─── EXTRACTED TEXT ───

Additionally, we started this project about five years ago, out of a conversation with the research user group. At the time, there really weren't very good options for back scheduling on Kubernetes, and a whole bunch of other people had this realization. Now today there are probably 13 different options for doing this. There's a fractured sort of landscape for this. On the plus side, there's this crazy thing called GenAI that has become a thing… 

Katherine Druckman: It's the hot new thing. 

Alex Scammon: More and more, there are people who are interested in running large batch jobs for training foundational models. And so, in fact right now, we're starting to see a lot more interest in doing exactly the thing that we've been doing for five years, running batch scheduled jobs at scale. That's one of the reasons why it's a really good time that we're talking. There's a whole bunch of new contributors, new people picking it up and taking a look, kicking the tires. It's great. 

Challenges and Collaboration

Katherine Druckman: Yes, that's interesting. You mentioned the fractured ecosystem right now, there are a lot of people working on similar problems because nobody's problems are truly unique. And I wondered if in realizing that, or its proliferation of several projects where there may have not been so many before, what kind of cross-pollination is happening? Are you trying to talk to each other and find common ground, offload some burden there? 

Alex Scammon: There are a couple of different ways of answering that. One, I run the CNCF batch working group alongside Abhishek, who's one of the other co-chairs, and Klaus who was one of the founders of Volcano which is one of these… 

Katherine Druckman: Okay, I know Volcano. 

Alex Scammon: And then Abhishek was one of the creators of MCAD, which is IBM's multi-cluster batch scheduler. There's a bunch of us who are getting in a room every two weeks and talking about the problems, what we can do to align, what we can do to educate the community with at least the first goal of hopefully preventing anyone from building any more of them. 

Katherine Druckman: Yes. 

Alex Scammon: And then we can work on the problem of… 

Katherine Druckman: There's an XKCD cartoon somewhere. 

Alex Scammon: Yes, exactly. It feels like the tide has turned, or at least we've stopped the flow of more batch schedules being created. Then there's some work that all of us have done around Kueue Batch. That's the sort of Kubernetes native approach to batch scheduling that serves a lot of use cases. A lot of us have contributed to that project as well. The person who's in charge of the Kubernetes batch working group who sort of oversees the Kueue project, Aldo stepped aside, and a person named Kevin Hannon is now taking his place. Kevin used to be on my Armada team. There's a lot of cross pollination and a lot of us know each other and work together and like each other. I think we would all appreciate a future where there is just one approach and none of us have to run our own bespoke thing. But getting there will be tough because 1): we have running systems already; 2)  all the systems are slightly different, as you would imagine, so converging on one approach is going to take time and be difficult.

─── GIVEN DATA ───

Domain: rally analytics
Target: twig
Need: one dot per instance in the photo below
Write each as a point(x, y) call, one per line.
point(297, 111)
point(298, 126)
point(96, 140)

───

Transcribe the part of the batch scheduling interview from "Challenges and Collaboration" up to and including "some burden there?". The items can be skipped; nothing here depends on them.

◆ OUTPUT OF THE TASK:
Challenges and Collaboration

Katherine Druckman: Yes, that's interesting. You mentioned the fractured ecosystem right now, there are a lot of people working on similar problems because nobody's problems are truly unique. And I wondered if in realizing that, or its proliferation of several projects where there may have not been so many before, what kind of cross-pollination is happening? Are you trying to talk to each other and find common ground, offload some burden there?